--- Start of TEXT SEGMENT ---
Disqualification seems appropriate. If it is against the rules to use AI photos in a normal photo category and the winner gets disqualified for that, which has happened, and it is against the rules to use a non-AI photo in this category, then the person should similarly be disqualified.
Not sure if the person behind this actually made the point they thought they were? Because it just shows that being consistent in rules and disqualification is good and the contest was consistent.
It’d be nice if you actually pointed out what in the article contradicts their statement.
The stated point listed in the article was to prove that manual photography has merit and that ‘nothing is more fascinating than Mother Nature herself’, which he proved by winning the people’s choice award. He didn’t say the disqualification was inappropriate nor did he criticize the contest for inconsistent rules? It seems quite clear that he expected to be removed from the contest after making his statement, actually.
Personally I hope this doesn’t become a trend of machine generation and manually shot/created work spoiling each other’s contests.
--- End of TEXT SEGMENT ---
--- Start of DATA SECTION ---
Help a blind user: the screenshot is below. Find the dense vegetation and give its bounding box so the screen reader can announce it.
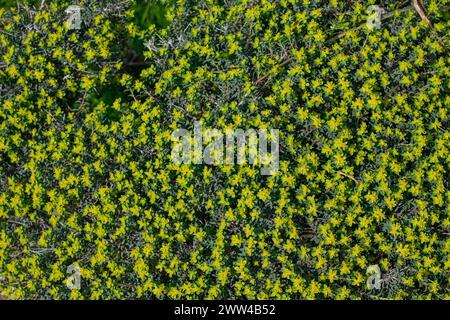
[0,0,450,299]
--- End of DATA SECTION ---
=== SET EXERCISE 1 ===
In the discussion about the contest disqualification, which award did he win to prove his point?
=== SET EXERCISE 2 ===
Reproduce the stretch of the contest discussion from "The stated point" through "each other’s contests.".

=== TASK SOLUTION 1 ===
The people's choice award.

=== TASK SOLUTION 2 ===
The stated point listed in the article was to prove that manual photography has merit and that ‘nothing is more fascinating than Mother Nature herself’, which he proved by winning the people’s choice award. He didn’t say the disqualification was inappropriate nor did he criticize the contest for inconsistent rules? It seems quite clear that he expected to be removed from the contest after making his statement, actually.
Personally I hope this doesn’t become a trend of machine generation and manually shot/created work spoiling each other’s contests.